*Requirement*.
All of the records below need to be copied exactly.
+---+
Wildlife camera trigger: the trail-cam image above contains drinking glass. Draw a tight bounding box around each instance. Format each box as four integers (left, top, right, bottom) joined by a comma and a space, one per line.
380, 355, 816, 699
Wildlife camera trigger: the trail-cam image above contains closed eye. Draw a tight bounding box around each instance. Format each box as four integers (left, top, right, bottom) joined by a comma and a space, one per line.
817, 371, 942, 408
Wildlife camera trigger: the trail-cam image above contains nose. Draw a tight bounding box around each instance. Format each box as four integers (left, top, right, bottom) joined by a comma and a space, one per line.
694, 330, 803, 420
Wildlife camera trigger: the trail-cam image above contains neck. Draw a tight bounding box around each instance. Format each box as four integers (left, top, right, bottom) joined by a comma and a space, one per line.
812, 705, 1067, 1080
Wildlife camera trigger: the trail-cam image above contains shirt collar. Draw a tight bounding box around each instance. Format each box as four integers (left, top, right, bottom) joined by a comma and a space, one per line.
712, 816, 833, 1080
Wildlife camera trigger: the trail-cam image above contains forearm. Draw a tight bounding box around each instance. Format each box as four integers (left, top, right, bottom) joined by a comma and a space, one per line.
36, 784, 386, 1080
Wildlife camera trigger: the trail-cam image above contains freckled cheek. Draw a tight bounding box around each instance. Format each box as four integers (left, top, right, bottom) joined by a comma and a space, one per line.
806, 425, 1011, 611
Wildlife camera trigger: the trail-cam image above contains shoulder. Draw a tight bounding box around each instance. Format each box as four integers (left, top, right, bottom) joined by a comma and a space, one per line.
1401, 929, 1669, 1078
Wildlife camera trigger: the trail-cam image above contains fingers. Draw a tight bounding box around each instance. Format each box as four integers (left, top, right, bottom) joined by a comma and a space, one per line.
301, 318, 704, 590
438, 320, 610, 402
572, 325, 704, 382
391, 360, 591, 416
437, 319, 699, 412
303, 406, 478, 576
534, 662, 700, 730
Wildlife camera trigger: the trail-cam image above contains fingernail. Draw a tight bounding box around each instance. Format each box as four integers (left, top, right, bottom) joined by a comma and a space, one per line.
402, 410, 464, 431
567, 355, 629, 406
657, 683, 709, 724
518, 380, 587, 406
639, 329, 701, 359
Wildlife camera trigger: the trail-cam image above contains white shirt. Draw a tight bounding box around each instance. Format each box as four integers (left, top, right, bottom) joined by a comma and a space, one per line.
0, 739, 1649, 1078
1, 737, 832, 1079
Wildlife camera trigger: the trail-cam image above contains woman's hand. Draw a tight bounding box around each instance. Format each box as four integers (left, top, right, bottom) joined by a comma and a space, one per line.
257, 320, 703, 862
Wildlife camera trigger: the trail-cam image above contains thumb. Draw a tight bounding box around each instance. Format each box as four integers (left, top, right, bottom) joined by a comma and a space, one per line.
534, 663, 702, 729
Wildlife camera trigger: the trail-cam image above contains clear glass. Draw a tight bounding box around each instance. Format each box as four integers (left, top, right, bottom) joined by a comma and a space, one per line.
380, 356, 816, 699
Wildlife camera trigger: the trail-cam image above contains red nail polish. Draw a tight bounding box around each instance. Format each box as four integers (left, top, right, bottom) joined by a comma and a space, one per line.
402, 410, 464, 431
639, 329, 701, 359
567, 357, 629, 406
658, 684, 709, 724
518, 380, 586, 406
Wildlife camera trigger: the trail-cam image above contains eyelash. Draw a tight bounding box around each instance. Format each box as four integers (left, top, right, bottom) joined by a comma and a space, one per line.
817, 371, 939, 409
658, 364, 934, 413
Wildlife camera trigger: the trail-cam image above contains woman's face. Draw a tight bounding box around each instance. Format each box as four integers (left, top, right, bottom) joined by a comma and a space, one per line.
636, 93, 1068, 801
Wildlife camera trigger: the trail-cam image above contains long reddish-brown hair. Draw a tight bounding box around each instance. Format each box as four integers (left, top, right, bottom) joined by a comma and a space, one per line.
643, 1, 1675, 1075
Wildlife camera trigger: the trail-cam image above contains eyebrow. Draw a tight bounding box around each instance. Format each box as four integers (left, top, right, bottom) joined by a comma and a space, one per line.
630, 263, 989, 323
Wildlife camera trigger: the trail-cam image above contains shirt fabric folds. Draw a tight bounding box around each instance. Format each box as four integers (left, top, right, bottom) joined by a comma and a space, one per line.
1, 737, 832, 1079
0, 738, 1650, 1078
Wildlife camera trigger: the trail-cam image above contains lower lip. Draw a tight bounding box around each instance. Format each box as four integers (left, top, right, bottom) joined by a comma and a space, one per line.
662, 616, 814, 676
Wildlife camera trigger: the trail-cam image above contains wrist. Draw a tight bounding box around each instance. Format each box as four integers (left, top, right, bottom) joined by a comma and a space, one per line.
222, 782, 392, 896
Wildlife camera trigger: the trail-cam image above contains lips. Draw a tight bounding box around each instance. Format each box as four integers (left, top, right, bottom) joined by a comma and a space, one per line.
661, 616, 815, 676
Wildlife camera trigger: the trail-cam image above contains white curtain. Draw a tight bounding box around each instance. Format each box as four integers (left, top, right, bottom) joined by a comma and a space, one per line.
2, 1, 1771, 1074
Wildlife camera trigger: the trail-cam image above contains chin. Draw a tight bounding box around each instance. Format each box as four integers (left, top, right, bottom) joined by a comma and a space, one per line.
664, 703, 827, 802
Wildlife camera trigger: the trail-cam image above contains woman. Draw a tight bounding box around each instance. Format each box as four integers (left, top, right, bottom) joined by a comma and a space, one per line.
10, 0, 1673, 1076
+---+
*Expected answer*.
Wildlife camera trigger: the trail-cam image above contains drinking glass. Draw a tight bounding box around each instance. Format each box as four integers (left, top, right, bottom) joined by a comma and a space, one per line.
380, 355, 816, 699
Wildlife camera trigger: the trail-cam image above contains closed eye. Draw a tight bounding box around each instance. Format each box as four integers (left, top, right, bottom) joined by a comma and a space, one per line.
817, 371, 942, 408
Wildlife camera trigger: the trail-cam image above contains nose. Draw a tight bounding box around each instance. Format each box as four integers (left, top, right, bottom) joined by a comma and a space, one per line.
694, 330, 803, 420
Wildlife camera trigger: the trail-cam image above contains neck. Draw a tight bounding box around each instance. Format each box as four integers (left, top, right, bottom) joined by a comma and a space, one per line.
812, 705, 1067, 1080
Wildlife camera trigger: the trail-cam image above contains shirt collar. Draw a tight bounding box around each instance. Format each box as four integers (left, top, right, bottom) joined by a comma and a space, one per line.
712, 816, 833, 1080
Wildlife camera trigger: the trail-cam image above contains forearm. Draw a tight bounding box around each instance. Format each box as four integers (left, top, right, bottom) joined by a comma and a space, one per line.
36, 784, 386, 1080
Wildlife camera trigger: the trail-cam image above contains freckled cheek. Draw a tight bounding box around each instance. Format each box as four integers (left, top, right, bottom) joined by a comma and a space, one per line.
806, 425, 1011, 611
Wildlife camera trigger: the trail-cam image above contains shoulder. Draw a tight bounding box around each instance. Format each box as four integers (left, top, right, bottom) joined by a comma and a space, one per line.
1401, 929, 1669, 1078
Wildlife camera trigger: the trail-cam image above contains fingers. Draw a tight bounding box around each instance. Format each box as four integers (left, top, right, bottom) joined by a comma and a space, one per line.
301, 318, 704, 590
438, 320, 610, 402
572, 325, 704, 382
391, 360, 591, 416
437, 319, 699, 412
303, 406, 478, 576
534, 662, 700, 730
Wildlife camera trigger: the trail-cam image above contains fingernail. Draw a tight bounding box around each instance. Format each box as four integers (left, top, right, bottom) joined by a comma and a space, one per line.
402, 410, 464, 431
567, 355, 629, 406
657, 683, 709, 724
518, 380, 587, 406
639, 329, 701, 359
Wildlife camera trigger: the trail-cam image above contains white shirt. Draw a tight bounding box around each instance. Format each box as four integers (left, top, right, bottom) joined by a comma and a space, one per line.
0, 739, 1649, 1078
1, 737, 832, 1079
Wildlife camera trigger: the trail-cam image above contains woman's hand. Draw a tight bounding box around each instance. Format each box as four integers (left, top, right, bottom) joined by a comma and a space, one per line.
257, 320, 703, 862
Wildlife camera trigger: the trail-cam image above contains thumb. Draw a tight bounding box around each instance. Format each box as four integers (left, top, right, bottom) joined by a comma and a space, one per line.
534, 663, 702, 729
Wildlife camera trigger: the trail-cam image above contains clear glass. Draw a tight bounding box around each instance. Format each box as four integers (left, top, right, bottom) joined by a comma and a space, one per line.
380, 356, 816, 699
Wildlife camera trigger: the trail-cam image above contains red nail polish. Draw a tight bounding box around each instance. Format each box as four integers (left, top, right, bottom) joined by a comma and a space, one per line.
402, 410, 464, 431
639, 329, 701, 359
567, 357, 629, 406
658, 684, 709, 724
518, 380, 586, 406
Wildlife camera trigger: the trail-cam image above contains eyelash. Draw a tight bounding box around each instance. Format each box as four integers (left, top, right, bottom) joined by a comma and a space, one per line.
817, 371, 939, 409
658, 364, 934, 413
Wildlife camera trigger: the trail-cam image above contains woman's face. Draw a tight bounding box around each instance. Format each box as four integers (left, top, right, bottom) joined by a comma and a space, one per line.
636, 93, 1068, 801
Wildlife camera trigger: the trail-cam image above contains long reddish-brown hair. Draw a tight bounding box around each instance. Format each box as four integers (left, top, right, bottom) joined by a comma and a space, one per line.
643, 1, 1675, 1075
Wildlife camera trigger: the trail-cam image above contains eyebrow. Draw a tight bounding box around each instance. Format each box as four integers (left, top, right, bottom) joined by a comma and a space, one per line.
630, 263, 989, 323
Wildlife camera trigger: the trail-cam image above contains shirt fabric folds. Draw a tight bounding box around each instance. Format each box as four integers (left, top, right, bottom) joined by a comma and a space, one per line.
1, 737, 832, 1079
0, 738, 1650, 1078
Wildlife camera trigger: the trail-cam image above contains lower lip. Draw a tight bounding box around each instance. Format each box as four integers (left, top, right, bottom) joined by a comma and a space, one per line.
662, 616, 814, 676
Wildlife camera trigger: the trail-cam image above contains wrist. Draw a tight bounding box around each instance. Format each box as four integers (left, top, right, bottom) joined by a comma and a space, one per line.
222, 782, 392, 896
Wildlife camera trigger: the trail-cam image above contains lips. Draw a tight bounding box around each instance. Format each box as four integers (left, top, right, bottom) joined by a comma and a space, one per line.
661, 616, 815, 676
Wildlife camera trigger: the trail-cam image above contains white curtain. Draw a tight bounding box around each instance. Format each box as four integers (left, top, right, bottom) joined by a comma and a space, one per line.
2, 1, 1771, 1074
Wildlife camera trigger: the trail-cam image above contains chin. Draw a tight bounding box around each instance. Format each box as four integers (left, top, right, bottom) joined by a comma and a space, one per line.
664, 703, 827, 802
Wildlife camera trigger: the trail-cam image above contains woman. Draw a tight bounding box around each instance. Format each box as four integers (left, top, right, bottom) joined by a comma and a space, one per line.
10, 0, 1673, 1076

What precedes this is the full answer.